** Opening Data in this exercise block **
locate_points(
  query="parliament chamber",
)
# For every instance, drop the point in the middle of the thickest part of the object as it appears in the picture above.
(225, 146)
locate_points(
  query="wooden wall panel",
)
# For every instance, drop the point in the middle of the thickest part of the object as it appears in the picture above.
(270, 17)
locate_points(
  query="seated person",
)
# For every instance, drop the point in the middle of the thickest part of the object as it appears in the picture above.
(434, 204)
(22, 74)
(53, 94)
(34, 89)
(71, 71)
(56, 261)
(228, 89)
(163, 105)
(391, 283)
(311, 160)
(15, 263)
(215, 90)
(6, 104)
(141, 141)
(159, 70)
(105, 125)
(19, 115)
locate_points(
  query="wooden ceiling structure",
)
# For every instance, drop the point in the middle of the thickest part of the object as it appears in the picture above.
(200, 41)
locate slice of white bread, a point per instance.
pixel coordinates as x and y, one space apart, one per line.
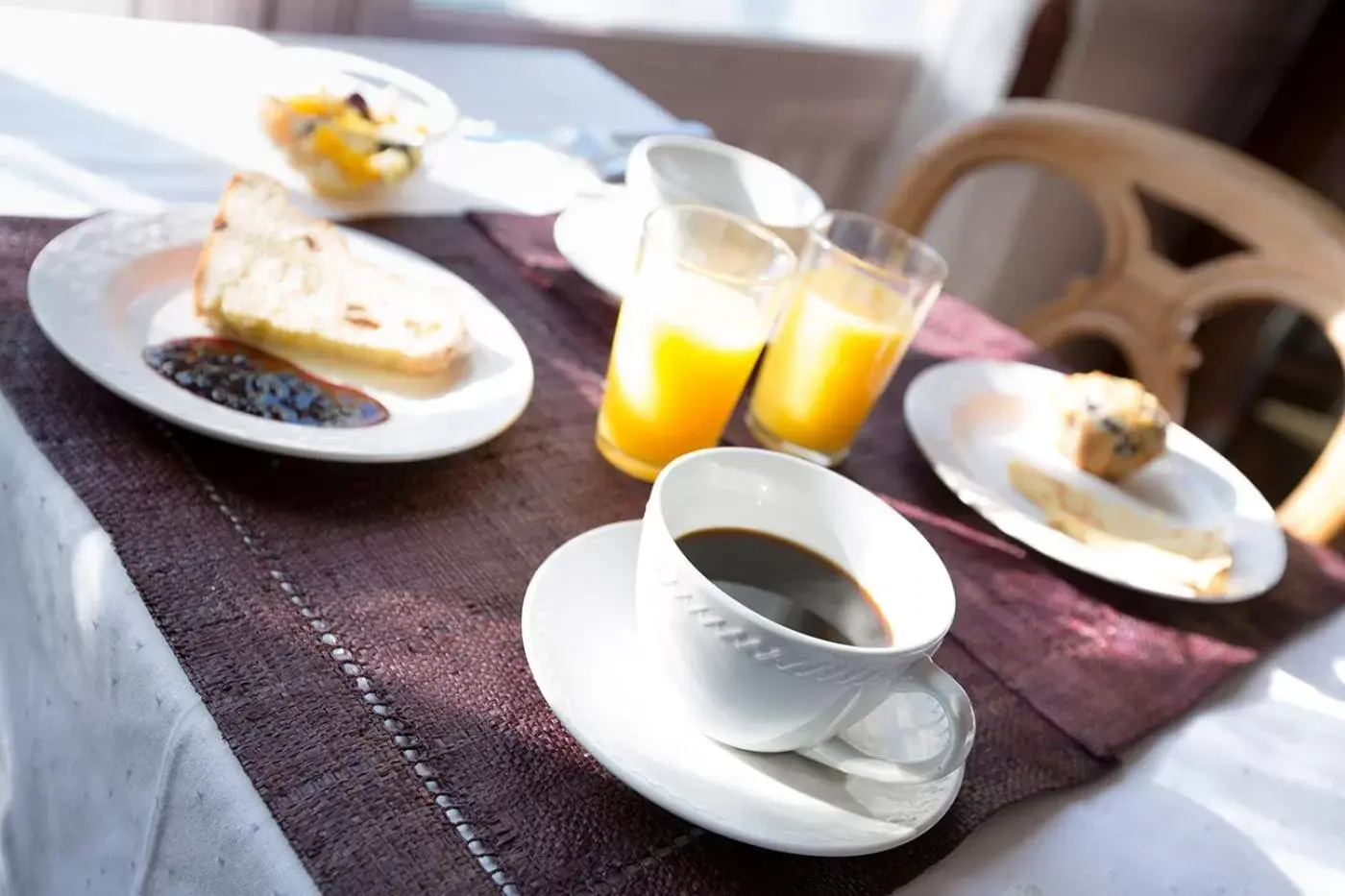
273 276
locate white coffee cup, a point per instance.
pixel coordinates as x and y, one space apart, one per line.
670 168
753 684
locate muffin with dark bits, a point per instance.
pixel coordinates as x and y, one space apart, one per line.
1110 426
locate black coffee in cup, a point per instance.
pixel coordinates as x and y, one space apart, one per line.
787 584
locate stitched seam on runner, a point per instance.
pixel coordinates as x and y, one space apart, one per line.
622 876
404 739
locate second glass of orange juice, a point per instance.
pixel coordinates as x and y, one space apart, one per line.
861 292
705 294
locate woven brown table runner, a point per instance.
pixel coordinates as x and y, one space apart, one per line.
354 630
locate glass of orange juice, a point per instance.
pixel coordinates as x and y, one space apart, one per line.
706 289
861 292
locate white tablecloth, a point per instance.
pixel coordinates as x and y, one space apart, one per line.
114 779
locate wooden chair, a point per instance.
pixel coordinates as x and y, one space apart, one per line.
1139 301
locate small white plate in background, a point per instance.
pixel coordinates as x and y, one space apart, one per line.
972 417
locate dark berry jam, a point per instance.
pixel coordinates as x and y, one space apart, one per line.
259 383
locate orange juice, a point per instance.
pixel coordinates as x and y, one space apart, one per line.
678 368
837 348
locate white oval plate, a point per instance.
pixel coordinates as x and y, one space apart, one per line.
971 417
114 284
600 237
578 634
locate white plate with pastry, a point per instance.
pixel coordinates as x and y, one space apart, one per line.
261 326
1088 472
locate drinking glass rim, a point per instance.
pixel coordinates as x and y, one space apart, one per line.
762 231
924 252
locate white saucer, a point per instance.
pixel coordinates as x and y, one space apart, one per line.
578 633
971 417
600 237
114 284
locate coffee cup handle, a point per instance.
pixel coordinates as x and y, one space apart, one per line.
921 677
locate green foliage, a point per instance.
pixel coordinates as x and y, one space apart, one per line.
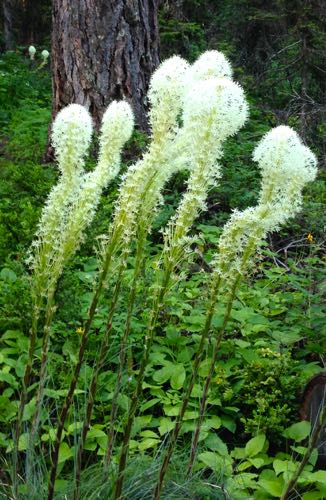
** Closing Data in this exercise block **
▶ [Work task]
With pictures omitted, restate word for word every line above from the one containing "locate white saucer, a point per instance." to the end of the entries.

▶ [Answer below]
locate white saucer, a point per instance.
pixel coordinates as x and y, one space apart, one per line.
578 633
971 417
600 237
114 284
locate coffee cup handle, a point per instance.
pixel coordinates as x and y, one space apart, one per line.
921 677
locate green foliage, a point per instance.
pixel coordinates as x and y, one space apart, one per line.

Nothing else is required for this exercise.